* Testo di studio:
---
I pazienti con ripetuti valori pressori indicativi di ipertensione di grado 2 e 3 sono da candidare alla terapia antiipertensiva, in quanto un gran numero di studi controllati hanno ormai ampiamente dimostrato che in pazienti con questi livelli pressori l’abbassamento di tali valori riduce la mortalità. I benefici in pazienti con basso profilo di rischio possono essere, invece, modesti. I potenziali benefici del trattamento farmacologico devono, pertanto, essere soppesati in rapporto agli effetti collaterali, ai costi e all’impiego delle risorse sanitarie evitando di trasformare in pazienti gli individui sani.
Il trattamento farmacologico va valutato quindi anche in base alla valutazione del rischio cardiovascolare globale per cui va indotta subito terapia antiipertensiva nella ipertensione di grado 3 e nella ipertensione di grado 1 e 2, se associata a rischio cardiovascolare globale aumentato o notevolmente aumentato. Nell’ipertensione di grado 1 o 2, associata a rischio cardiovascolare globale moderato, la terapia può essere posticipata in attesa di valutare gli effetti di un modificazione dello stile di vita sul rischio globale per essere integrati dalla terapia farmacologica, in un secondo momento, in assenza del contributo auspicato da tale modificazione.
---
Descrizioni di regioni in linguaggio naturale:
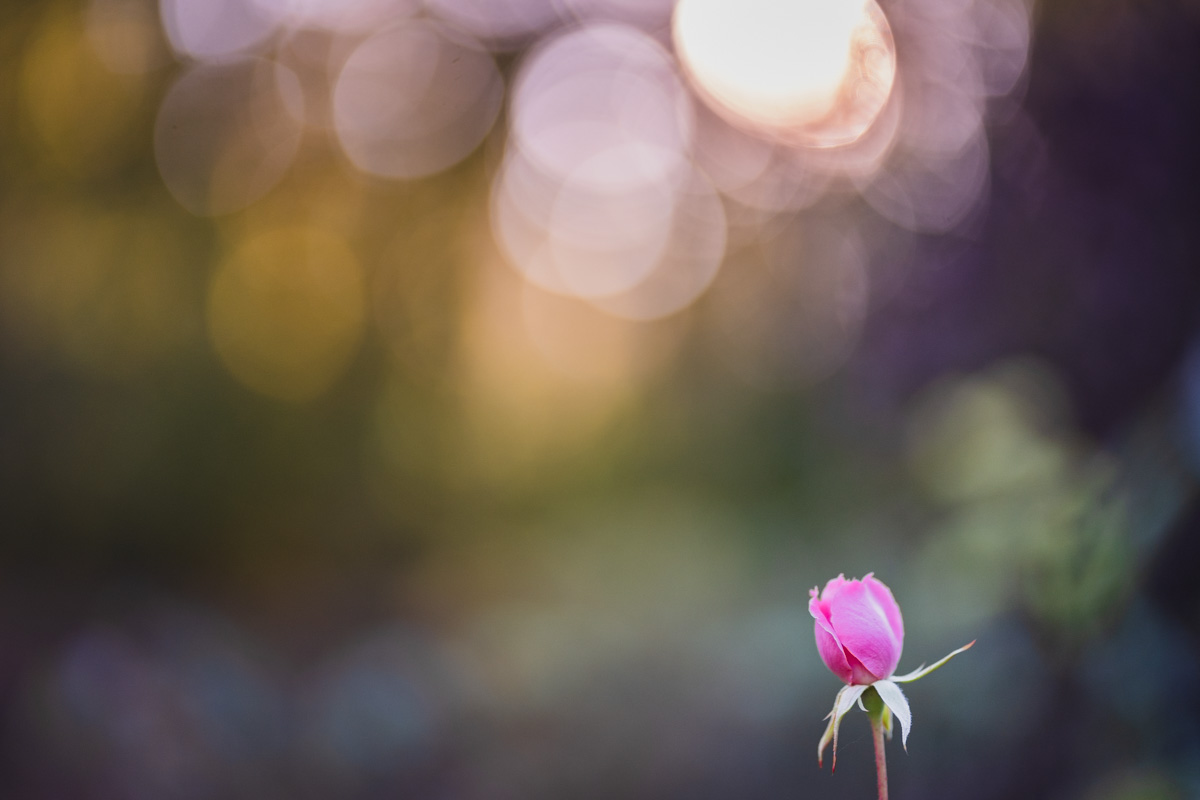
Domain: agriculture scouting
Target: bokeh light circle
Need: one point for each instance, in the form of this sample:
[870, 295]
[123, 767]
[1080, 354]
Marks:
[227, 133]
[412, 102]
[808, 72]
---
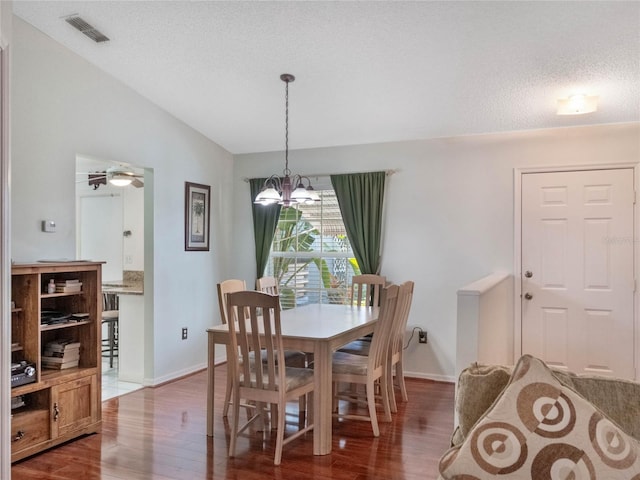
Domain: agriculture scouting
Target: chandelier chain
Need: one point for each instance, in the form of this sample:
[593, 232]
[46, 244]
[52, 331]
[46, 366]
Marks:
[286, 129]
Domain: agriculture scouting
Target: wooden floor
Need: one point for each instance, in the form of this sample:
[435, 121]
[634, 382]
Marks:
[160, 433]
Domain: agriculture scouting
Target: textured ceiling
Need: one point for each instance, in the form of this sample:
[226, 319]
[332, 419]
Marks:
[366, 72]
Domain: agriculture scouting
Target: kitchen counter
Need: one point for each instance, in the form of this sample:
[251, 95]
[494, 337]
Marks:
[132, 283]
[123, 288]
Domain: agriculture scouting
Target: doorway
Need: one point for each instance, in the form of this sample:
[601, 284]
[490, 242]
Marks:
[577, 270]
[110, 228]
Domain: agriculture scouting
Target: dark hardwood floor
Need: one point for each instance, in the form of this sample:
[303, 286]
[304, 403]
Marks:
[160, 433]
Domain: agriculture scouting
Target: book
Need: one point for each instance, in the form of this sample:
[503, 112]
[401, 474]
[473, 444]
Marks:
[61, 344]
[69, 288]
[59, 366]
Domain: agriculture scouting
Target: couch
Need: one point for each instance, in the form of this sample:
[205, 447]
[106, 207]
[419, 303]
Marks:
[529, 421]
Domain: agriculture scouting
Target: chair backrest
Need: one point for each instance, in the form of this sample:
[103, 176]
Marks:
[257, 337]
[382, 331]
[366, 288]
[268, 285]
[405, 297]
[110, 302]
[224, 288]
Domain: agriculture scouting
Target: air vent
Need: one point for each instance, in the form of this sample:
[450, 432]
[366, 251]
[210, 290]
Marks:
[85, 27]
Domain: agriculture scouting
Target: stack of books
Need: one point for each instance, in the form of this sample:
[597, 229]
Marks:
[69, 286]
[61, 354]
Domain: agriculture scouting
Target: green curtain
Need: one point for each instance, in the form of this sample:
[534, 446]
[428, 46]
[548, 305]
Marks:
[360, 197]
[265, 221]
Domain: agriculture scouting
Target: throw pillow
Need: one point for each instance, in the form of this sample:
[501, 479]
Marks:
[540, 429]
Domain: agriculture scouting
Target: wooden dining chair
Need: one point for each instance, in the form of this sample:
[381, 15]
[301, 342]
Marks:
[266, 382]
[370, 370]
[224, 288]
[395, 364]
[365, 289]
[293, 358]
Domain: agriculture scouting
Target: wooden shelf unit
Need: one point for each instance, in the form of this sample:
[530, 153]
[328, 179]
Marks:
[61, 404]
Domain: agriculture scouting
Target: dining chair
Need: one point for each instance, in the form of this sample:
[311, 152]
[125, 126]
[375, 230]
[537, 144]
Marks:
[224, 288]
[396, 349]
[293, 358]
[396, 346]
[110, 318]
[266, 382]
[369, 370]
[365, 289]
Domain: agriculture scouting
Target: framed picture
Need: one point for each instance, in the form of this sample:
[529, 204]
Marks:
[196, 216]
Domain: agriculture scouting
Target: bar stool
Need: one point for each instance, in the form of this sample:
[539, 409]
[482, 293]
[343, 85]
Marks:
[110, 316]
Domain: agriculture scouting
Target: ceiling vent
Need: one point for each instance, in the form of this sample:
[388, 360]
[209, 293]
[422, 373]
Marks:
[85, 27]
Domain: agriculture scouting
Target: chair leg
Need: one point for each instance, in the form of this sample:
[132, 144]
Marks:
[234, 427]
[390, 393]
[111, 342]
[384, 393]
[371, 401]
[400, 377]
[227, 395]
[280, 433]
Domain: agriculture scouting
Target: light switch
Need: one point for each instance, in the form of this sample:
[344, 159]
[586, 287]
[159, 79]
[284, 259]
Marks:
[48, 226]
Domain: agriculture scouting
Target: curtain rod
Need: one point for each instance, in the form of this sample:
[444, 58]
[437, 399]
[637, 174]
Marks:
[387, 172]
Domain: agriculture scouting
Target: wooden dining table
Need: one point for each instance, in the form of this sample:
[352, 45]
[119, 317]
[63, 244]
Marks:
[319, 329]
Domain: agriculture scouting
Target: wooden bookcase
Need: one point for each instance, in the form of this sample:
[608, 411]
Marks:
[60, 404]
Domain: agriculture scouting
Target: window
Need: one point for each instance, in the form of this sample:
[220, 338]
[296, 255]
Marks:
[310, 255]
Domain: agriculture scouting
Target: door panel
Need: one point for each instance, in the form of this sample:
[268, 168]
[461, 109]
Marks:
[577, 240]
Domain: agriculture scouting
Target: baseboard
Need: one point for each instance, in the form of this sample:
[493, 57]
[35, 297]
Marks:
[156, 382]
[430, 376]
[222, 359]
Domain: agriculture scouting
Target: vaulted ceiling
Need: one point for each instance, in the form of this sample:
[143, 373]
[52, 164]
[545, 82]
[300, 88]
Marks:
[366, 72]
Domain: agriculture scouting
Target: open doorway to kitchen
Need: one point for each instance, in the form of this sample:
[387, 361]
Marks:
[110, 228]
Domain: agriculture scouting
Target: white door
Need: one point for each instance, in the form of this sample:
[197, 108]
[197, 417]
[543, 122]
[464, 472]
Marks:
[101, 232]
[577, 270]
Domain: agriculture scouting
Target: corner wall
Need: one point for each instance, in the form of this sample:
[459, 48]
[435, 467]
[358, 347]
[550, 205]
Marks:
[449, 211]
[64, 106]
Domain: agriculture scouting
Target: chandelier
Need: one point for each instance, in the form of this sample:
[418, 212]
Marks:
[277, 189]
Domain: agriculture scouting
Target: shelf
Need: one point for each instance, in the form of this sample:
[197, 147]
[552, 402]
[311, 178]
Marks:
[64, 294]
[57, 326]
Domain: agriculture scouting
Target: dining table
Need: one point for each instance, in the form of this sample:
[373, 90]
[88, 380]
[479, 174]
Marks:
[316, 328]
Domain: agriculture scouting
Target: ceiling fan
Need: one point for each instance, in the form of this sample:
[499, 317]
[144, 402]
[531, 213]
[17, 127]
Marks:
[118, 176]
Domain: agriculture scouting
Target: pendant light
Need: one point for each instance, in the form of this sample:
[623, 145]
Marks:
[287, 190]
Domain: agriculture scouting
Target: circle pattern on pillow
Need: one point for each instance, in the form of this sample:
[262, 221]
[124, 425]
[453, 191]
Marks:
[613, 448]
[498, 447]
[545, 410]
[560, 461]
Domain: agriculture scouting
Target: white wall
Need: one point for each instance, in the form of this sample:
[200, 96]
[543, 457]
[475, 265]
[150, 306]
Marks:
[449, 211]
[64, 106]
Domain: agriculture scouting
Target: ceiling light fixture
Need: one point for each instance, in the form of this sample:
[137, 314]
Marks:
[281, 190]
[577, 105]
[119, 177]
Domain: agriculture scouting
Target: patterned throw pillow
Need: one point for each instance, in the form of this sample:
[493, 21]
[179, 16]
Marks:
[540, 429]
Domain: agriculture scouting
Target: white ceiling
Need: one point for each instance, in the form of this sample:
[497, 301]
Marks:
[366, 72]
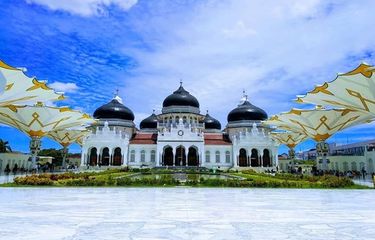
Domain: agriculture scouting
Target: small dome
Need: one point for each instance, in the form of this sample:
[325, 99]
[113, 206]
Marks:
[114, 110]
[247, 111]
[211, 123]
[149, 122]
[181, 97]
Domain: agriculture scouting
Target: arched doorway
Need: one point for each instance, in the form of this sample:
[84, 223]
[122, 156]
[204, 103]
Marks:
---
* Compito 1:
Secondo il testo sulla terapia antiipertensiva, in quali casi la terapia va iniziata subito?
* Compito 2:
Prosegui il testo sulla terapia antiipertensiva a partire dalla sua ultima frase.

* Risposta 1:
Nell'ipertensione di grado 3 e nell'ipertensione di grado 1 e 2 associata a rischio cardiovascolare globale aumentato o notevolmente aumentato.

* Risposta 2:
Quando i valori iniziali sono nel range normale-alto, la decisione di iniziare il trattamento antipertensivo dipende sostanzialmente dal rischio cardiovascolare globale Gli interventi sullo stile di vita includono: riduzione del peso nei soggetti in sovrappeso ed obesi; riduzione della quantità di cloruro di sodio al di sotto 3.8 g/die (introito di sodio al di sotto di 1.5 g/die pari a 65 mmol/die); restrizione del consumo di alcool a non più di 10-30 g/die di etanolo negli uomini (1-3 bicchierini standard di liquore, 1-3 bicchieri di vino, 1-3 bottigliette di birra) e di 10-20 g/die nelle donne; attività fisica regolare nei soggetti sedentari. È necessario consigliare l’introito di frutta e verdura di circa 300 g/die e di ridurre i grassi saturi.
Tutti gli studi randomizzati degli ultimi anni concludono che i vantaggi della terapia farmacologica antipertensiva derivano dalla riduzione dei valori della pressione arteriosa di per sé e non dal tipo di farmaco impiegato per raggiungere tale scopo, sia in monoterapia che in associazione. Come si dirà a proposito della sindrome metabolica, farmaci quali i beta-bloccanti, che si sono dimostrati validi come farmaci antipertensivi e nella prevenzione dell’IMA e nello scompenso cardiaco, vanno valutati attentamente in pazienti diabetici o con sindrome metabolica a causa dei loro effetti prodiabetogeni.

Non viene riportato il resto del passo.